* _Document passage_
==============================

One such example is the interpretation of Article IV of the OST, which obliges States not to place in orbit around the Earth any objects carrying nuclear weapons or other weapons of mass destruction. The OST does not define “weapons of mass destruction” but the drafters would have been familiar with the 1948 definition by the UN Commission of Conventional Armaments, “atomic explosive weapons, radioactive material weapons, lethal chemical and biological weapons, and any weapons developed in the future which have characteristics comparable in destructive effect to those of the atomic bomb or other weapons mentioned above.”
The Article IV prohibition requires a full orbit around the Earth (see for example the U.S. interpretation in the DoD Law of War Manual, at 220.127.116.11). Last year China tested fractional orbital bombardment systems. These systems are launched into space before returning to Earth and are capable of being loaded with any weapon type, including those that would fall within the category of weapons of mass destruction, and travel at hypersonic speeds that would avoid their detection by missile defense systems in sufficient time to respond. As these systems only partially orbit the Earth they fall outside the scope of Article IV.
Other existing laws could nevertheless regulate this activity. No States possessing nuclear weapons have signed the Treaty on the Prohibition of Nuclear Weapons, but a nuclear explosion that causes radioactive debris outside the territory of the State conducting the explosion would run afoul of the Partial Nuclear Test Ban Treaty for those States party to the Treaty. Additionally, other treaties place relevant restrictions and prohibitions on the employment of chemical, biological, and radiological weapons, some of which are considered to have customary international law status. While these other sources of law may offer some protection in the alternative, this “changing technology” would not be captured specifically by Article IV of the OST. On the one hand, this presents a challenge. On the other, it offers States flexibility in the operation of their deterrents.
That issue aside, with space being a domain upon which we are so reliant, and noting its fragility, I think the real challenge is avoiding escalation in the first instance. To that end, the work of the Open Ended Working Group (OEWG) on reducing space threats, the unilateral commitments against the testing of direct-ascent anti-satellite (DA-ASAT) missiles, the development of transparency and confidence building measures, the ICRC recommendations relating to threats to space systems, and the upcoming Woomera and MILAMOS space law manuals, all serve to increase dialogue, reduce the risk of miscalculations or misunderstandings, increase transparency, and, ultimately, reduce the risk of escalation in outer space.

==============================

* _Information_
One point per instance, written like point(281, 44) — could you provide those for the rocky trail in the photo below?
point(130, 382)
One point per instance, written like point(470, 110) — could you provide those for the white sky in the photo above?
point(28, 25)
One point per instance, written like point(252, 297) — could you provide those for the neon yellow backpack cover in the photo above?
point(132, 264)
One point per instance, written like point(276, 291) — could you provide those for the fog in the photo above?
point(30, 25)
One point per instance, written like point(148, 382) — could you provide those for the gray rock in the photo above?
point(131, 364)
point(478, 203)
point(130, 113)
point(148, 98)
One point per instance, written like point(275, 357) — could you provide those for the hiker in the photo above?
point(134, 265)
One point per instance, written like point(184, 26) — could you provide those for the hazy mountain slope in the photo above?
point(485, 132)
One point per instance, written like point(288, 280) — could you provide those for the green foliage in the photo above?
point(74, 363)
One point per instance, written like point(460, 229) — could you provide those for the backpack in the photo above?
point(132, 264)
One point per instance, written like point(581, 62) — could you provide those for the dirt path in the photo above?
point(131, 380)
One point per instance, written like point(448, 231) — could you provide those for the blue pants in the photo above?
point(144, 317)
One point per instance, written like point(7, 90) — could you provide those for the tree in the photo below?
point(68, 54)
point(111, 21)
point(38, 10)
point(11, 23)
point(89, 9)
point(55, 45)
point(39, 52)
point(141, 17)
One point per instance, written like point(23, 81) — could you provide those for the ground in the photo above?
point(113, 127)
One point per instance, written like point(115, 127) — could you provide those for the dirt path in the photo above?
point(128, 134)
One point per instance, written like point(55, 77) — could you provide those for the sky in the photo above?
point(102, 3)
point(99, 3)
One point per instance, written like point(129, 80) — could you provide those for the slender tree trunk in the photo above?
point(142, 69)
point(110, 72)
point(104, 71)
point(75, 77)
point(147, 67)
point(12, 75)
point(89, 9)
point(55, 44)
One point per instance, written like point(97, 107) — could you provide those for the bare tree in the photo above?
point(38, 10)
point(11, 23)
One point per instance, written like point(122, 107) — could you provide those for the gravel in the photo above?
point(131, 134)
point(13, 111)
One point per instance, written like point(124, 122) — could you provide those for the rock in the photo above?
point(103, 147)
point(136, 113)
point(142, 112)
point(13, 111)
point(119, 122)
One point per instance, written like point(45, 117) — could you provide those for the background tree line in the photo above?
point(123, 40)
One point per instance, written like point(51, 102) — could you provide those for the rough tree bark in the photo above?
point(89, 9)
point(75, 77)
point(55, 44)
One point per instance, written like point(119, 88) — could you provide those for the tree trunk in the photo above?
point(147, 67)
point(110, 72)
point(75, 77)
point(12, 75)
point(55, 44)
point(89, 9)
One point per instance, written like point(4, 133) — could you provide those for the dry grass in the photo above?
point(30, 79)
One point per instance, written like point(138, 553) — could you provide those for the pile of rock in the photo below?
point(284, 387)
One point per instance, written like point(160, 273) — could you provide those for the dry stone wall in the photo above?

==============================

* _Work to be completed_
Please state why, according to the space law passage, fractional orbital bombardment systems fall outside the scope of Article IV of the OST.

* _Exercise output_
They only partially orbit the Earth, while the Article IV prohibition requires a full orbit.